* _DATASET RECORDS_

.....

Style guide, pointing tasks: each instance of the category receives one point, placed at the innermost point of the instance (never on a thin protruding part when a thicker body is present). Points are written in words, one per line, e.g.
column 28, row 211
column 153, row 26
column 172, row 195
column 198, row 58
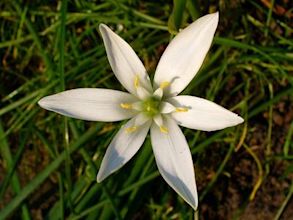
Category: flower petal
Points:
column 124, row 62
column 203, row 114
column 90, row 104
column 185, row 54
column 174, row 160
column 122, row 148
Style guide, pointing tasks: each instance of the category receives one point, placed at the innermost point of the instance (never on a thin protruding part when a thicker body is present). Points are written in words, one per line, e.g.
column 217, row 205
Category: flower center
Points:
column 151, row 106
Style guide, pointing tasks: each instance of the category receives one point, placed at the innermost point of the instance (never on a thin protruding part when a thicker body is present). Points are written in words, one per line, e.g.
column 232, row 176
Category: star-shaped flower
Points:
column 156, row 107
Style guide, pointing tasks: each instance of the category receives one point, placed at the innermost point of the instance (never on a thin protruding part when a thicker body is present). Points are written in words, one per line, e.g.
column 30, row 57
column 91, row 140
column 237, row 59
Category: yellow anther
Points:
column 164, row 84
column 181, row 110
column 163, row 129
column 131, row 129
column 136, row 81
column 126, row 105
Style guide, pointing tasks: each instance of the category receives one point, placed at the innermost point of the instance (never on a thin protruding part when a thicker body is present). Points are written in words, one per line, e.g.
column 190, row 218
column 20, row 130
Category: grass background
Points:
column 48, row 163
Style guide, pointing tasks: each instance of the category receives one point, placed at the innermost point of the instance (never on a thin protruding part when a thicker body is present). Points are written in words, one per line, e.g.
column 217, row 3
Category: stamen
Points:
column 131, row 129
column 136, row 81
column 164, row 84
column 181, row 110
column 163, row 129
column 126, row 105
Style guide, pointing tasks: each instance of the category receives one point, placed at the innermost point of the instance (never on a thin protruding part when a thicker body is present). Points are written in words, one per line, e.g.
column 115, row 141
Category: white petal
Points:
column 185, row 54
column 122, row 148
column 203, row 114
column 124, row 62
column 90, row 104
column 174, row 160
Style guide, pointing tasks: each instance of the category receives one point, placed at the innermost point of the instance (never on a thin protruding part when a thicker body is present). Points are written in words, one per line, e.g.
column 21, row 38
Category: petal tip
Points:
column 43, row 103
column 240, row 120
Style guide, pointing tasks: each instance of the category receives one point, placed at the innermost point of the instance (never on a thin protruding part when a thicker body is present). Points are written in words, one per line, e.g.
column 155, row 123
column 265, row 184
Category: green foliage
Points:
column 48, row 163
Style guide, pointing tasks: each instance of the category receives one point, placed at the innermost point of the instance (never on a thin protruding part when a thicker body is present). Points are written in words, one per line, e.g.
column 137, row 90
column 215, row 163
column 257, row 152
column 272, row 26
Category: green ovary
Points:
column 151, row 106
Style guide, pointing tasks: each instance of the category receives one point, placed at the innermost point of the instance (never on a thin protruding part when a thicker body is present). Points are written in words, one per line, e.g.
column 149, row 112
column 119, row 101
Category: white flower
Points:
column 156, row 108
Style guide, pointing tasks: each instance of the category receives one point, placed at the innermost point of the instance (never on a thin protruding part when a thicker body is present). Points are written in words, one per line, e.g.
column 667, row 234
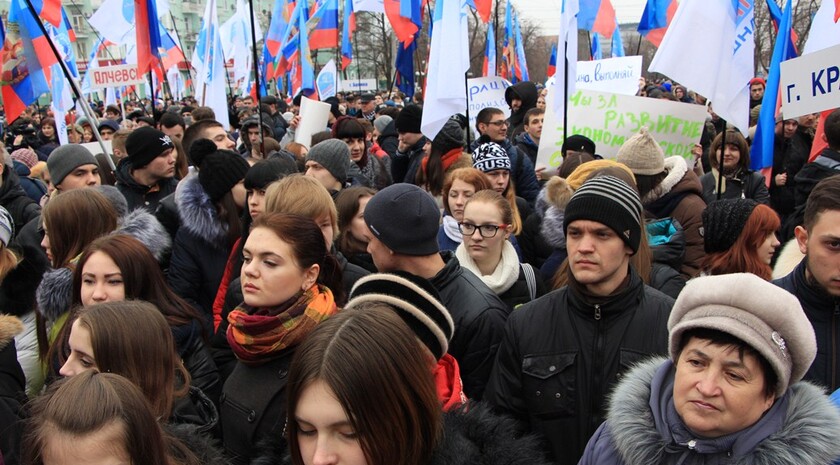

.....

Please show each line of the listing above that contains the word "white".

* _OUTPUT BELOW_
Category: white petal
Category: white flower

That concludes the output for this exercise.